Count how many lines in the entries below contain the string "haze", treating case as significant. Give only the number.

> [Extracted data]
────────

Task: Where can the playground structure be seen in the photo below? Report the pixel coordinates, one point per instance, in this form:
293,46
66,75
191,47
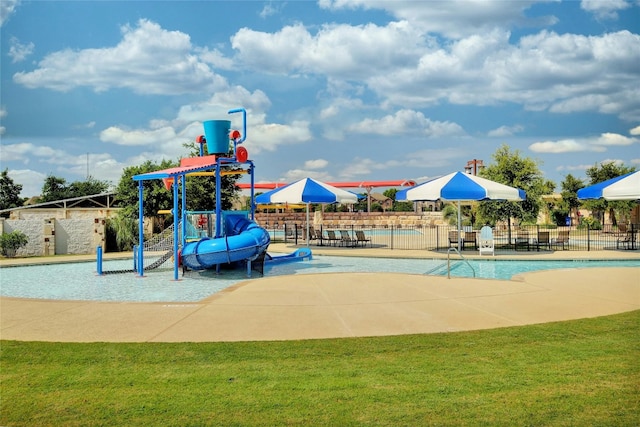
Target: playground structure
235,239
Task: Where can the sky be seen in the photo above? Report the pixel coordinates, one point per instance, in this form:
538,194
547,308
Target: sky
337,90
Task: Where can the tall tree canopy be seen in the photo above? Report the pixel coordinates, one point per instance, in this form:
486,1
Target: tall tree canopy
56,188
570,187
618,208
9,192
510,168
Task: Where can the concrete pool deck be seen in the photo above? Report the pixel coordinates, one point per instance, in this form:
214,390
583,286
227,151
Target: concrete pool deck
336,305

────────

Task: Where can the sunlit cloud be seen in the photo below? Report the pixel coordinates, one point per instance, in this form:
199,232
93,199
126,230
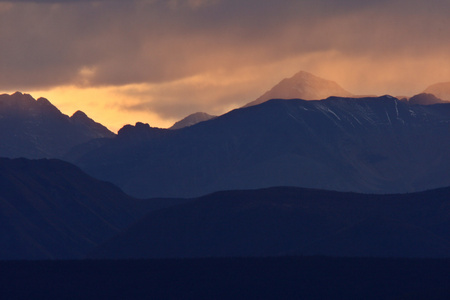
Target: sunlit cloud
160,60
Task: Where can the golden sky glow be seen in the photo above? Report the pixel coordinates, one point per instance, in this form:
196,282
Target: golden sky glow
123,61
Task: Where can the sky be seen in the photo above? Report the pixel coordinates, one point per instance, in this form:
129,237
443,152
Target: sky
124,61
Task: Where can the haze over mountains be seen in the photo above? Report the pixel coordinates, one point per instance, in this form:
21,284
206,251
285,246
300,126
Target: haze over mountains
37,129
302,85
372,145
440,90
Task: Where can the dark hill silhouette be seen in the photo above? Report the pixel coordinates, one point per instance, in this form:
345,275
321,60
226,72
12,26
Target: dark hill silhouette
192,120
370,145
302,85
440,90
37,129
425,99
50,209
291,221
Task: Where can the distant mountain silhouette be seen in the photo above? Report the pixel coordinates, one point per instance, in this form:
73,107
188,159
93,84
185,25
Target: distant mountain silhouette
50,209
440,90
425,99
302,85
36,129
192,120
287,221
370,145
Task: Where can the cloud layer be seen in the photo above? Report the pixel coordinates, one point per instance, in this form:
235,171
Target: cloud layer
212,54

────────

> [Task output] 2